* What you should do
From the line containing "insignia visible in the image above." through the last line of the records, print every line exactly and nothing more.

##### Material for this exercise #####

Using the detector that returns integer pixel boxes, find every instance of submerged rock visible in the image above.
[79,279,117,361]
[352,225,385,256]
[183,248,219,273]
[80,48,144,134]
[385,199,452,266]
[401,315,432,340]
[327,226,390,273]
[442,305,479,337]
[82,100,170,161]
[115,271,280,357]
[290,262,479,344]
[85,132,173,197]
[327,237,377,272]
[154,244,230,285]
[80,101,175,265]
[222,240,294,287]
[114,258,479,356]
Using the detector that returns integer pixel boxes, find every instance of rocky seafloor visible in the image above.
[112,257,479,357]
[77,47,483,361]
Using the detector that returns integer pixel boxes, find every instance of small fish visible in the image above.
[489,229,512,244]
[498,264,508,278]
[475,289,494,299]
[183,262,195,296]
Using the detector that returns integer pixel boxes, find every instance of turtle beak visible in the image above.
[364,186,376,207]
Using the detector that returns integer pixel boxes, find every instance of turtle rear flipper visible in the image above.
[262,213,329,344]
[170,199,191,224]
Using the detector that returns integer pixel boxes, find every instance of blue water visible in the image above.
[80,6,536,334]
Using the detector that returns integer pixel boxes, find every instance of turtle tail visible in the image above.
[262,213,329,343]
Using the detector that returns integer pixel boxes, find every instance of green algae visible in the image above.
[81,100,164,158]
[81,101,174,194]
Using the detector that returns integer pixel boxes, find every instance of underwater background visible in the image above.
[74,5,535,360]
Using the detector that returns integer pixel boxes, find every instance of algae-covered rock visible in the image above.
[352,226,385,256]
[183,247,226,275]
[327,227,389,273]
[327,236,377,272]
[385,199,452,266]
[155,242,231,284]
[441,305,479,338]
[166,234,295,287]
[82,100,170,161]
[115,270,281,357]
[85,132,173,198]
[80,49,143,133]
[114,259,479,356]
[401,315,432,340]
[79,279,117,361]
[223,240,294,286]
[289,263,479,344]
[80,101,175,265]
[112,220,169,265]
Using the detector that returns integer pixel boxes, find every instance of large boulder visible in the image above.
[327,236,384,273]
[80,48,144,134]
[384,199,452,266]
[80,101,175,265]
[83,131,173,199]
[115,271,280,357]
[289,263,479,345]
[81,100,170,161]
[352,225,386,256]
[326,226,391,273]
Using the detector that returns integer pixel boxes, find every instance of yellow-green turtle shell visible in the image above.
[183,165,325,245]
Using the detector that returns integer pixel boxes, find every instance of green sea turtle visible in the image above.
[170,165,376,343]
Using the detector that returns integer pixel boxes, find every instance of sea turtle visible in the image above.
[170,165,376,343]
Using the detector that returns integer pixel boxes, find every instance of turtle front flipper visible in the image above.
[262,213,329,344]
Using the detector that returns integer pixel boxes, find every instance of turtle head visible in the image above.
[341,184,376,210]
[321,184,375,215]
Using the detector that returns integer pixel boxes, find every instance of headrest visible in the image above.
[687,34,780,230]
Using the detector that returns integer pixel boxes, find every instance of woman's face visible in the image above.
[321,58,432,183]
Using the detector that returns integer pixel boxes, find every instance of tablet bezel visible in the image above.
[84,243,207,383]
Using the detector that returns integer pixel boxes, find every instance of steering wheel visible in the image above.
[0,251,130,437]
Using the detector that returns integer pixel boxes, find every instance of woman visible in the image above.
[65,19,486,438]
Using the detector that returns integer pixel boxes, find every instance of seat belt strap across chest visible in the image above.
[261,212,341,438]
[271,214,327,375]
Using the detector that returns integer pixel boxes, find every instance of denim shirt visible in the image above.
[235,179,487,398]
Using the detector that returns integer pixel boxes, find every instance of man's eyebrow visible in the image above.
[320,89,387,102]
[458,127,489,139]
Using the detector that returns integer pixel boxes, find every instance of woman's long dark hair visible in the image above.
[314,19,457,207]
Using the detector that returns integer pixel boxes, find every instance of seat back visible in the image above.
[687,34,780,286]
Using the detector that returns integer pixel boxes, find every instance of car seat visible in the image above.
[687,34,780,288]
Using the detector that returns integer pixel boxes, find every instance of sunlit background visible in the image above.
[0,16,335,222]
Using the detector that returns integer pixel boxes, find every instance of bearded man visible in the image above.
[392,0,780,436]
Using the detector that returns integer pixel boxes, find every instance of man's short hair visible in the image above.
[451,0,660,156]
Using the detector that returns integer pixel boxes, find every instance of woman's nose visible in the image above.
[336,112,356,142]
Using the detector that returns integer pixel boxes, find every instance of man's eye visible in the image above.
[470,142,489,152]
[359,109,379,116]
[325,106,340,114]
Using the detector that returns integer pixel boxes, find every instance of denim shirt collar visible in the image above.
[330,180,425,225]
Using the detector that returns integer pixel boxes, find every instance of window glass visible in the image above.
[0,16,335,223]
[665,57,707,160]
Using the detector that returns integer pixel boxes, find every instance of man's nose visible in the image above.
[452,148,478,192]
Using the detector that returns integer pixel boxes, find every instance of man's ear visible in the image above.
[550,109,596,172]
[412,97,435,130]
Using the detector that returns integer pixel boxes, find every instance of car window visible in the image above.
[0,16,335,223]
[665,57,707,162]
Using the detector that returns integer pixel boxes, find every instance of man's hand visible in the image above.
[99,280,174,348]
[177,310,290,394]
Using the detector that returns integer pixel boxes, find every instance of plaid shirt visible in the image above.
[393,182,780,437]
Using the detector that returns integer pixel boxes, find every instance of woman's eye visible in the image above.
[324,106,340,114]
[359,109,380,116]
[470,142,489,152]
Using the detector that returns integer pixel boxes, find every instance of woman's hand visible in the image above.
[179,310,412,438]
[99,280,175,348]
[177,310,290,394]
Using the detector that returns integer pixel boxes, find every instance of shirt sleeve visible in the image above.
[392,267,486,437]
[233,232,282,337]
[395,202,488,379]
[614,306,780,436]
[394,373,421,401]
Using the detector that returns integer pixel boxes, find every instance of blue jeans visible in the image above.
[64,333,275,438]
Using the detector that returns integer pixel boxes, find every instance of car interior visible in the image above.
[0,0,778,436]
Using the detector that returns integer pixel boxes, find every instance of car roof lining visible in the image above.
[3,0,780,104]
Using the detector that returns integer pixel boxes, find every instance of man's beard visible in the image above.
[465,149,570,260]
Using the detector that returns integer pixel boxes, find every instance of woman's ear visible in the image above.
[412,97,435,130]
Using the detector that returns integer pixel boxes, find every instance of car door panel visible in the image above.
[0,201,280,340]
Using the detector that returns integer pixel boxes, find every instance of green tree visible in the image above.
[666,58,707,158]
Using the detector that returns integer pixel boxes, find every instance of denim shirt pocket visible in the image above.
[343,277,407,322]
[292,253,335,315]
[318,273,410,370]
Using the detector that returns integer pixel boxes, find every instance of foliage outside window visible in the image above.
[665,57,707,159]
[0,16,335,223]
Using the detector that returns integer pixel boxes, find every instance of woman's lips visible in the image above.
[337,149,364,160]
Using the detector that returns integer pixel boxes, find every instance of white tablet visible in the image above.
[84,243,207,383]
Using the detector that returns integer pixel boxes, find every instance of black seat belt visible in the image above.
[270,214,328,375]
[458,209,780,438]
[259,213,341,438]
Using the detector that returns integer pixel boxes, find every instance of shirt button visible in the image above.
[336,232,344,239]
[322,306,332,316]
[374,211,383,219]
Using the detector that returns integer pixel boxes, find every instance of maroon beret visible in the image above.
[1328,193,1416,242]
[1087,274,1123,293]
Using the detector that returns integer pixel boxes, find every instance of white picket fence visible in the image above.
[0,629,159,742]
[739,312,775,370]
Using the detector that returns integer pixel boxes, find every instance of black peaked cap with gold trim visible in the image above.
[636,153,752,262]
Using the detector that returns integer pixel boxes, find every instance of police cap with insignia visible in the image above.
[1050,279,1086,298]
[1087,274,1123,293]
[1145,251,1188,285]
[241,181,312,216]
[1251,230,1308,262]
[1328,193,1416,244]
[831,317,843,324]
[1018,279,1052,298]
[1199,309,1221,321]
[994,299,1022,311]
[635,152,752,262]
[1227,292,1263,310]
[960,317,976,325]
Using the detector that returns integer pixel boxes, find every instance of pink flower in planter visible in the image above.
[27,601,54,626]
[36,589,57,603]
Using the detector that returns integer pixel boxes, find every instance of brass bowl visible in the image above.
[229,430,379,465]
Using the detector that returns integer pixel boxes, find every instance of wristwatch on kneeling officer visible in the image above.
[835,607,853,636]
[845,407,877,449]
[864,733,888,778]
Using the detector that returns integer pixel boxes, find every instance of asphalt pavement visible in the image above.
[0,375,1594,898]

#####

* Solution to this problem
Using the detector that returns integer pixel boxes, find every instance of police cap with insignia visible in the image above.
[1050,279,1086,298]
[1087,274,1123,293]
[1145,251,1188,285]
[241,181,312,216]
[1251,230,1308,262]
[1328,193,1416,244]
[831,317,843,324]
[1018,279,1052,298]
[1199,309,1221,321]
[994,299,1022,311]
[635,152,752,262]
[1227,292,1263,310]
[960,317,976,325]
Using the detector that returns integer pixel boxes, find every instance of pink flower in planter visible in the image above.
[27,601,54,626]
[36,589,57,603]
Using the detector that returns integer pixel boxes, find every instance of brass bowl visible in the image above.
[229,430,379,465]
Using the detector that returns integer pixel boxes, find every instance of wristwatch on kneeling officer visible in the image above.
[835,607,853,636]
[845,407,877,449]
[864,733,888,778]
Using the detector that returns integer pixel boxes, find every instance of asphalt pavement visible in the image above.
[0,375,1594,898]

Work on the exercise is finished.